**Text passage**:
__________________________________________________

After a year in lockdown, in which digital technology has made a major leap forward, cybercrime has moved centre stage. In the US, a series of major hacks, prompted President Biden to issue an ambitious executive order focusing on cyber security. This piece of legislation plans to overhaul cyber security in the US and will have far reaching implications for any business using technology such as the internet of things.
The order promises to create a body which would investigate hacks in the same way as the National Transportation Board currently examines plane crashes. It comes after the US was rocked by a spate of hacks including the extortion of the colonial pipeline which sparked fuel shortages and panic buying across the southern US. Hackers also hijacked the software of Texas company, Solar Winds, to access thousands of official emails.

__________________________________________________

**Recorded information**:
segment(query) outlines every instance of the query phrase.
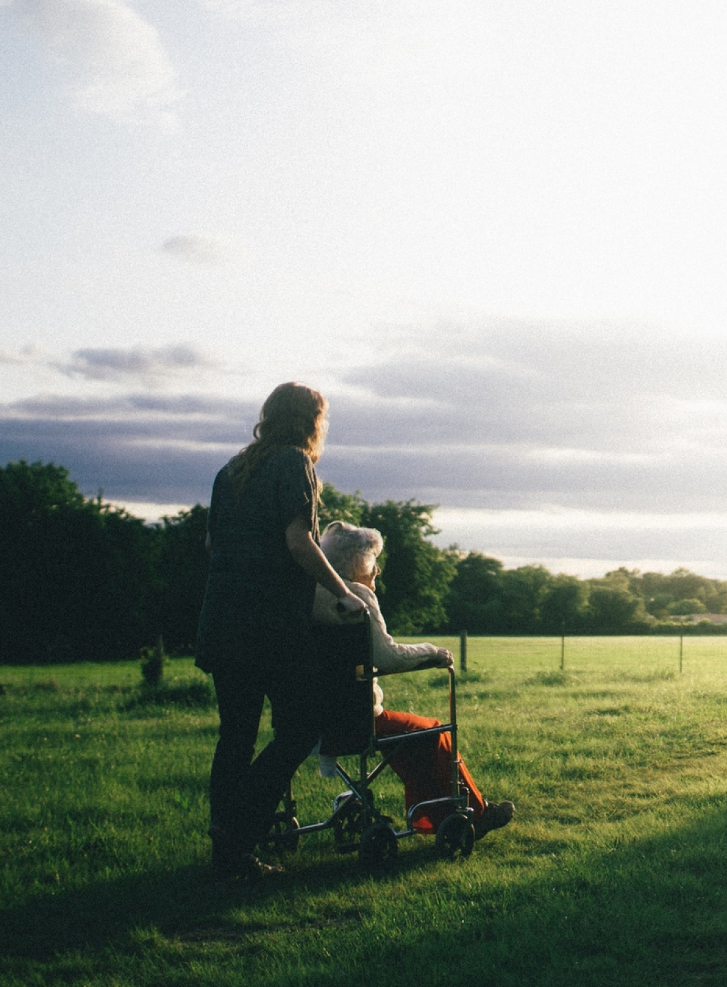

__________________________________________________

**Exercise requirements**:
**A)** In the cybersecurity article, rewrite everything from "The order promises" down to "of official emails.", changing "plane crashes" to "train derailments".
**B)** Name every person, government body, and company that the cybersecurity article mentions.
**C)** Carry on the cybersecurity article from the point where it ends.

**Answer set**:
**A)**
The order promises to create a body which would investigate hacks in the same way as the National Transportation Board currently examines train derailments. It comes after the US was rocked by a spate of hacks including the extortion of the colonial pipeline which sparked fuel shortages and panic buying across the southern US. Hackers also hijacked the software of Texas company, Solar Winds, to access thousands of official emails.

**B)**
- President Biden
- National Transportation Board
- colonial pipeline
- Solar Winds

**C)**
These hacks illustrated how devastating cybercrime can be and how vulnerabilities among commercial companies can be used to breach government security. Third party cyber crime is a serious but still relatively misunderstood threat. A recent study found that, although 83% of companies feel third party cyber risk is growing thanks to Covid-19, only 40% are expanding their third party risk management programs.
This is great opportunity for cyber criminals – not so great for everyone else. As good as an organisation’s defences are, a third party carrying a flaw can undo all that good work. With government organisations upping their use of third party vendors, this represents a serious weakness in their defences. This Executive Order is Biden’s attempt to fix it.